**RECORDS**
####################
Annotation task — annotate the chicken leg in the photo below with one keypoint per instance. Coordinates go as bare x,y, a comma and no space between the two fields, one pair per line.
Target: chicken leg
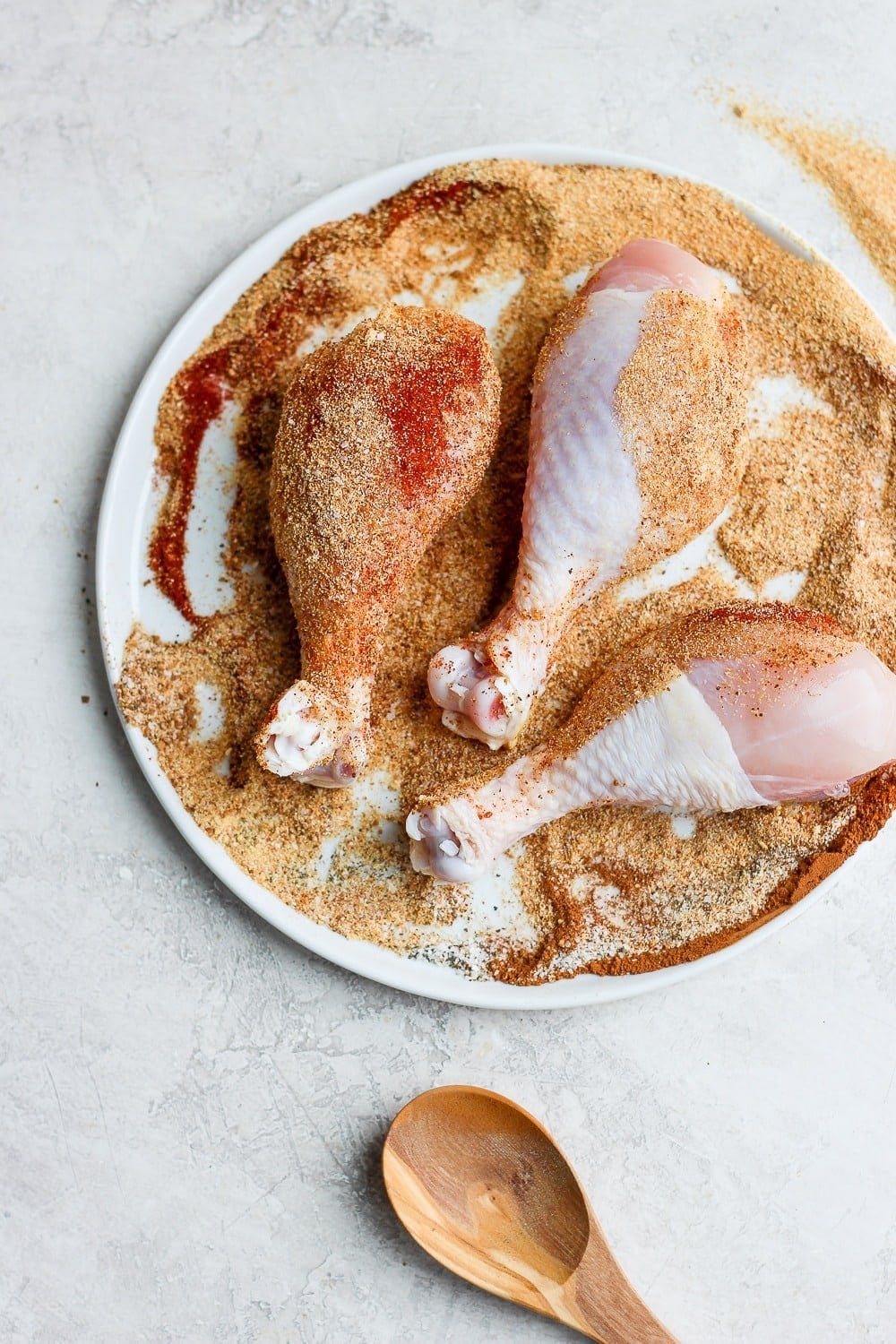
634,446
743,707
383,437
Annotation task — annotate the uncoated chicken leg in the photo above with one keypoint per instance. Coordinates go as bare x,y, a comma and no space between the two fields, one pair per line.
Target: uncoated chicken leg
743,707
634,446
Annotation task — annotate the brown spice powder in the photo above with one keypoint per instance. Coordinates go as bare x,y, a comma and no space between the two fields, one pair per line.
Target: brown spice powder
858,175
608,892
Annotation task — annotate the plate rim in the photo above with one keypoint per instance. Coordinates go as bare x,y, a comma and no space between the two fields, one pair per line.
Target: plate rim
411,975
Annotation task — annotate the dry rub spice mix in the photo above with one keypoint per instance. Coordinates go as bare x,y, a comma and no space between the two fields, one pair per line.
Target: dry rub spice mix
611,890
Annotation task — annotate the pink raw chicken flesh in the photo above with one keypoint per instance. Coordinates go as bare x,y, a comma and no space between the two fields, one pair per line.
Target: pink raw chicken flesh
591,511
745,707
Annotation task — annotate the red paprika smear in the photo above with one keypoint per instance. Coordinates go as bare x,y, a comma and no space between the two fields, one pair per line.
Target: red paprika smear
778,612
202,394
457,195
414,402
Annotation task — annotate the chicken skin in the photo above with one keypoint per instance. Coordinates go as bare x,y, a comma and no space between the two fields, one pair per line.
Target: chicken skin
748,706
383,437
638,406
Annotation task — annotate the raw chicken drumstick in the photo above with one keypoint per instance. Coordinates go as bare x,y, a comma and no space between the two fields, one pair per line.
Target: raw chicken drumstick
637,409
383,437
743,707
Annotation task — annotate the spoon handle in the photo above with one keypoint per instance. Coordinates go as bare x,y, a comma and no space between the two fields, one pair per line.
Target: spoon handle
603,1305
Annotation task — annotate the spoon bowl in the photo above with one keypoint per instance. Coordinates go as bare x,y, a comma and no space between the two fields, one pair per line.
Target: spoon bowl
482,1187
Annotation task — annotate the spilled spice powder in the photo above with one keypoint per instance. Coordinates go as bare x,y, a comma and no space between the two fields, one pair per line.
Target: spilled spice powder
608,892
858,175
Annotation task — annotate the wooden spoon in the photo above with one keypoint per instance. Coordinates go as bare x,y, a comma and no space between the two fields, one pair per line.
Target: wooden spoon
485,1190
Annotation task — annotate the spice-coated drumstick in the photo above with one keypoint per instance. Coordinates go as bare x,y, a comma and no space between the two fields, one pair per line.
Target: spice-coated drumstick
384,435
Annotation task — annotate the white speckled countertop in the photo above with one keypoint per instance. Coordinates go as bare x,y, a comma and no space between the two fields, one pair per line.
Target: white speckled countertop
191,1107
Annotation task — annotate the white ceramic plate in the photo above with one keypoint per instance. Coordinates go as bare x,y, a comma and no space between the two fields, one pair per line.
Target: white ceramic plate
125,521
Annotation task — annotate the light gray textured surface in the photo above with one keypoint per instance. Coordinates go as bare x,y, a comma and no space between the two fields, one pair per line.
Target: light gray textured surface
191,1107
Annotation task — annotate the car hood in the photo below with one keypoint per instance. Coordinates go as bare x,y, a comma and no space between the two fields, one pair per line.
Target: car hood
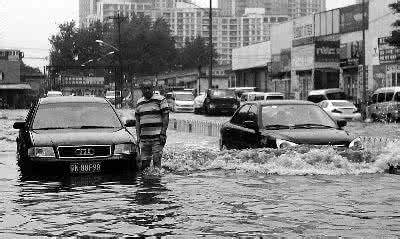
####################
**REQUIRED WORK**
Please copy every line of the data above into your answer without changing a character, and leave out the pictures.

**EXERCISE OUTPUT**
Annotation task — annotate the chicken leg in the photo below with one keypoint per instance. Coordinates go as bare x,y, a comma and no space between the two fields, one pair per line.
Target: chicken leg
634,446
743,707
383,437
Annotation task — annotate the uncoated chicken leg in the photo above with one keypoint per instance. Coordinates go as bare x,y, a comma and no space between the two fields, one pair per line.
Target: uncoated chicken leg
743,707
634,446
Annotation task — annotate the brown spice powder in the photo above with one keypoint per instance. Coordinates go as bare x,y, a comma and no space between the two fields, one pair per line.
Target: brown spice powder
858,175
608,892
Annotation task — annotate the plate rim in the photo above with one keypoint per instance. Coordinates go as bare x,y, a comma and no space between the two fields, one pair per line.
Target: plate rim
411,975
Annotation task — annotate the dry rub spice mix in the photo above with one keypoint per instance. Coordinates go as bare x,y, a comma and no space between the two fields, one pair per line.
Target: dry rub spice mix
611,890
Annotation task — annotate the pink raw chicken flesh in the photo above with one keypoint per instance. Coordinates go as bare x,y, a comma and no space between the two fields, one pair per line.
Target: pink raw chicken flesh
591,511
745,707
Annotation task — annotate the red paprika smear in the photo above with one keypoint per instance. Coordinates go as bare x,y, a comma and no space between the two fields, one pair per line.
Target: red paprika smear
778,612
202,394
457,195
414,402
Annotation task — annotate the chicken skin in the photo above with one keypoint per instance. Coordinates go as bare x,y, a comma and no space between the two fields, one pair per line.
Target: chicken skin
748,706
383,437
638,406
Annotation task — annotate the raw chicken drumstick in the photo above with one keypoint per instance. Coordinates go as bare x,y, a comma and no space between the two fields, one pair per line.
Target: raw chicken drumstick
637,409
383,437
743,707
Annotation task — annotate the spoon handle in the photo above with one keypoint per instance. Coordinates go as bare x,y, a comma and no space between the two fields, one pair per line.
Target: spoon handle
603,1305
Annotation task — annotate the spoon bowl in the photo above with one keypoint per instance. Coordinates go as bare x,y, a comma and no space between the two fields, one pair per line.
Target: spoon bowl
482,1187
Annotation task — annotate the spilled spice powder in the photo above with one keypoint per instance. Coordinates go as bare x,y, a comma and no space between the two fields, one pair per line.
Target: spilled spice powder
608,892
858,175
Annotation task — annotate the wooden spoon in the photo above with one keypoint per instance. Coordinates go as bare x,y, a comma and no space between the two fields, one pair per line.
Target: wooden spoon
485,1190
Annotation task — annotate the spice-coated drumstick in the photo above with one keypoint per instance. Coordinates go as bare x,y, a comma and no space between the two fields, one pair per line.
Target: spice-coated drumstick
384,435
Annotation task — annotate the white speckled countertop in the photo above with one keypoint per instance. Coordinates go as bare x,y, a comma and no space between the two fields, one pair per line.
Target: white speckled countertop
191,1107
Annotation task — annotate the white ceramic plate in the photo above with one keypoint per instance. Coordinates go as bare x,y, a comma and no space between the two fields, one pair per line.
Target: white ceramic plate
125,521
Annotation task — annotate the light gray textured surface in the photo above with one keypoint per instance. Coordinates go as bare x,y, a comma and no space between the two fields, one pair per line.
Target: light gray textured surface
191,1107
Annotation task — annotate the car hood in the photo below with one keypoint per instance. Coordinates go as bare x,y, a comma and no space between the two fields, one pair per line.
Target: car hood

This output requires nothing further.